> Problem requirements: Nothing but the pictures should be dropped; repeat the rest of the data below exactly.

(Records from a data source)

--- --- ---

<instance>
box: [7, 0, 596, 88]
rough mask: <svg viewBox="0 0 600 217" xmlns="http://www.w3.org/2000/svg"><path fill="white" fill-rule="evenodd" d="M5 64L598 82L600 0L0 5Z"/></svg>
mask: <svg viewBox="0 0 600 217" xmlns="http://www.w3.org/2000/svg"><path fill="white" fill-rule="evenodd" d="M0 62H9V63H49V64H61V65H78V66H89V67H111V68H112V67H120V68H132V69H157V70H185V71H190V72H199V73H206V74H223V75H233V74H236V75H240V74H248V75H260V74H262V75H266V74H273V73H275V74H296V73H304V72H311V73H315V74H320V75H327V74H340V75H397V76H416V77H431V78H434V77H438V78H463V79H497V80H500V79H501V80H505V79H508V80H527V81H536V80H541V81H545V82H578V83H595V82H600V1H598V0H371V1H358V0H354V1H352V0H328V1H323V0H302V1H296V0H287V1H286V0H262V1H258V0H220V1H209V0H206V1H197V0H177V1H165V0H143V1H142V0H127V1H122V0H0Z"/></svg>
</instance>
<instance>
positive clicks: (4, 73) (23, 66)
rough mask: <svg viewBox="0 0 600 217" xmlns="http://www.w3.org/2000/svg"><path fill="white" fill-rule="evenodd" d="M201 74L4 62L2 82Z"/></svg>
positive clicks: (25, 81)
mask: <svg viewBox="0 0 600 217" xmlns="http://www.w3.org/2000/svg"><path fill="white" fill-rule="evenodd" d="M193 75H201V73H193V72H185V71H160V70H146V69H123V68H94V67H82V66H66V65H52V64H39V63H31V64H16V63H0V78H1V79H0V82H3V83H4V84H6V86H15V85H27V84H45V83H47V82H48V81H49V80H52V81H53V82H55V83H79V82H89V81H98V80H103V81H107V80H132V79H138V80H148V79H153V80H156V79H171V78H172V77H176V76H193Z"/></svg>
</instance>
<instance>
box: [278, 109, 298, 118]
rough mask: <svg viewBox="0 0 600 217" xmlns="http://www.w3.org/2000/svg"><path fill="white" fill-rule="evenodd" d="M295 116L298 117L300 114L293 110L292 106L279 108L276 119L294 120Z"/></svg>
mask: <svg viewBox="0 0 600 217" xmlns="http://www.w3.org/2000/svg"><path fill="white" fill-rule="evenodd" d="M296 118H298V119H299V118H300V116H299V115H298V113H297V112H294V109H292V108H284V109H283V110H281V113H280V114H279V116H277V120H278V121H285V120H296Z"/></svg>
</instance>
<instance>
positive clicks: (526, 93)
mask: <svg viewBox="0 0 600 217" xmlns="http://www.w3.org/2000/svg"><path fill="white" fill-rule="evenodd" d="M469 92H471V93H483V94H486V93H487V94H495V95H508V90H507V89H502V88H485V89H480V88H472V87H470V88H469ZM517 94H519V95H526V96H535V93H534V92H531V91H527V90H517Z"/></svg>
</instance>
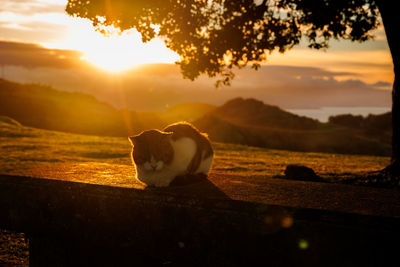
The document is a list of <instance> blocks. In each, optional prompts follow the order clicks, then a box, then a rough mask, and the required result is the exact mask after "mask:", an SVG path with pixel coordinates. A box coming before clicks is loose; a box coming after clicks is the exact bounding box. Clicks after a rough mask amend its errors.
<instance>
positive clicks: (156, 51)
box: [45, 18, 179, 73]
mask: <svg viewBox="0 0 400 267" xmlns="http://www.w3.org/2000/svg"><path fill="white" fill-rule="evenodd" d="M69 22H70V23H68V24H69V26H70V27H69V31H68V32H67V33H66V35H65V36H66V37H65V38H64V40H62V41H61V42H59V43H58V45H57V46H58V47H59V48H63V49H65V48H68V49H74V50H78V51H80V52H82V54H83V56H82V58H81V59H82V60H83V61H86V62H88V63H90V64H92V65H94V66H96V67H98V68H101V69H103V70H106V71H108V72H112V73H119V72H122V71H125V70H129V69H131V68H134V67H137V66H139V65H143V64H150V63H174V62H176V61H178V60H179V56H178V55H177V54H176V53H174V52H173V51H171V50H169V49H168V48H167V47H166V46H165V44H164V42H163V41H162V40H161V39H158V38H155V39H153V40H152V41H150V42H147V43H143V42H142V41H141V35H140V33H138V32H137V31H136V30H134V29H132V30H127V31H124V32H121V31H119V29H116V28H114V27H108V28H107V32H108V34H107V35H103V34H102V33H100V32H98V31H96V30H95V29H94V27H93V26H92V24H91V22H90V21H88V20H86V19H80V18H69ZM45 46H46V45H45ZM47 46H51V47H54V45H47Z"/></svg>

--- --- ---

> Result of the exercise:
<instance>
box: [7, 0, 596, 88]
rough mask: <svg viewBox="0 0 600 217" xmlns="http://www.w3.org/2000/svg"><path fill="white" fill-rule="evenodd" d="M5 64L598 82L600 0L0 5Z"/></svg>
mask: <svg viewBox="0 0 600 217" xmlns="http://www.w3.org/2000/svg"><path fill="white" fill-rule="evenodd" d="M0 62H9V63H49V64H61V65H78V66H89V67H111V68H112V67H120V68H132V69H157V70H185V71H190V72H199V73H206V74H223V75H233V74H236V75H240V74H248V75H260V74H262V75H266V74H273V73H275V74H296V73H304V72H311V73H315V74H320V75H327V74H340V75H397V76H416V77H431V78H434V77H438V78H463V79H497V80H500V79H501V80H505V79H508V80H527V81H536V80H541V81H545V82H578V83H595V82H600V1H598V0H371V1H358V0H354V1H352V0H328V1H323V0H302V1H296V0H287V1H286V0H262V1H258V0H220V1H209V0H206V1H197V0H177V1H165V0H143V1H142V0H127V1H122V0H0Z"/></svg>
</instance>
<instance>
positive clicks: (4, 73) (23, 66)
rough mask: <svg viewBox="0 0 600 217" xmlns="http://www.w3.org/2000/svg"><path fill="white" fill-rule="evenodd" d="M201 74L4 62L2 82Z"/></svg>
positive clicks: (25, 81)
mask: <svg viewBox="0 0 600 217" xmlns="http://www.w3.org/2000/svg"><path fill="white" fill-rule="evenodd" d="M193 75H201V73H193V72H185V71H160V70H146V69H123V68H94V67H82V66H66V65H52V64H39V63H31V64H16V63H0V78H1V79H0V82H3V83H4V84H6V86H15V85H27V84H45V83H47V82H48V81H49V80H52V81H53V82H55V83H79V82H89V81H98V80H103V81H107V80H132V79H138V80H148V79H153V80H156V79H171V78H172V77H176V76H193Z"/></svg>
</instance>
<instance>
box: [278, 109, 298, 118]
rough mask: <svg viewBox="0 0 600 217" xmlns="http://www.w3.org/2000/svg"><path fill="white" fill-rule="evenodd" d="M295 116L298 117L300 114L293 110L292 106L279 108L276 119L294 120Z"/></svg>
mask: <svg viewBox="0 0 600 217" xmlns="http://www.w3.org/2000/svg"><path fill="white" fill-rule="evenodd" d="M296 118H298V119H299V118H300V116H299V115H298V113H297V112H294V109H292V108H284V109H283V110H281V113H280V114H279V116H277V120H278V121H285V120H296Z"/></svg>
</instance>
<instance>
positive clicks: (526, 93)
mask: <svg viewBox="0 0 600 217" xmlns="http://www.w3.org/2000/svg"><path fill="white" fill-rule="evenodd" d="M469 92H471V93H483V94H486V93H487V94H495V95H508V90H507V89H502V88H485V89H480V88H472V87H470V88H469ZM517 94H519V95H526V96H535V93H534V92H531V91H527V90H517Z"/></svg>
</instance>
The document is a list of <instance> blocks. In each, optional prompts follow the order clicks, then a box, then a rough mask, and the required result is the exact mask after "mask:", an SVG path with pixel coordinates. A box coming before clicks is loose; a box coming after clicks is the exact bounding box. Clicks after a rough mask amend its errors.
<instance>
positive clicks: (156, 51)
box: [45, 18, 179, 73]
mask: <svg viewBox="0 0 400 267" xmlns="http://www.w3.org/2000/svg"><path fill="white" fill-rule="evenodd" d="M69 22H70V23H68V24H69V26H70V27H69V31H68V32H67V33H66V35H65V36H66V37H65V38H64V40H62V41H61V42H59V43H58V45H57V46H58V47H59V48H63V49H65V48H68V49H74V50H78V51H80V52H82V54H83V56H82V58H81V59H82V60H83V61H86V62H88V63H90V64H92V65H94V66H96V67H98V68H101V69H103V70H106V71H108V72H112V73H119V72H122V71H125V70H129V69H131V68H134V67H137V66H139V65H143V64H150V63H174V62H176V61H178V60H179V56H178V55H177V54H176V53H174V52H173V51H171V50H169V49H168V48H167V47H166V46H165V44H164V42H163V41H162V40H161V39H158V38H155V39H153V40H152V41H150V42H147V43H143V42H142V41H141V35H140V33H138V32H137V31H136V30H134V29H132V30H127V31H124V32H121V31H119V29H116V28H114V27H108V28H107V32H108V34H107V35H103V34H102V33H100V32H98V31H96V30H95V29H94V27H93V26H92V24H91V22H90V21H88V20H86V19H80V18H69ZM45 46H46V45H45ZM47 46H51V47H54V45H47Z"/></svg>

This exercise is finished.